● TASK STATEMENT
Please pull out every row below that contains the word "snow", copying each such row in full.

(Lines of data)
---
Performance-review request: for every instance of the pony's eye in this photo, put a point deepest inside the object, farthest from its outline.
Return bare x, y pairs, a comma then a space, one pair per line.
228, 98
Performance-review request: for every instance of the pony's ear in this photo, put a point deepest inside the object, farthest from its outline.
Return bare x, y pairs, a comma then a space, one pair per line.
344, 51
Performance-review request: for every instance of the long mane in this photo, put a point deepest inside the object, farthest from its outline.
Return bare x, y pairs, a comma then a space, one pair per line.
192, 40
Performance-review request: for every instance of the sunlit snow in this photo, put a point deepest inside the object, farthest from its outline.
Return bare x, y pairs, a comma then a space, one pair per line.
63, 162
---
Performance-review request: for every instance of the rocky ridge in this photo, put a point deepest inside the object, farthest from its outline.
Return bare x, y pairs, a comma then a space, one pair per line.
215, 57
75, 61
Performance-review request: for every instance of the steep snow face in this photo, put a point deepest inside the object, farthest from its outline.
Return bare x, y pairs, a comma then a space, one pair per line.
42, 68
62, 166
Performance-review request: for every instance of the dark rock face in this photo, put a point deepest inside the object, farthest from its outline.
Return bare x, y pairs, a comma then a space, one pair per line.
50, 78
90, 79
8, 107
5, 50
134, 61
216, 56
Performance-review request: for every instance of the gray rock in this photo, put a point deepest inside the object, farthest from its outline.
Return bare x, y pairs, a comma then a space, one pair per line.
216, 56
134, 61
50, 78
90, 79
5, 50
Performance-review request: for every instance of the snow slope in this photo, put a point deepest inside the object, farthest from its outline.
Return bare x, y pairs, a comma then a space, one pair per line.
---
● RESPONSE
Performance-review request: for every instance of the sunlit snow in this photo, put a point deepest inside the object, farthest from its outline.
Performance-review request: for every instance of the steep snow face in this photo, put a point deepest inside the object, farthest from its outline.
Performance-review request: for every instance of the snow slope in this photo, put a point deepest inside the object, farthest from its outline.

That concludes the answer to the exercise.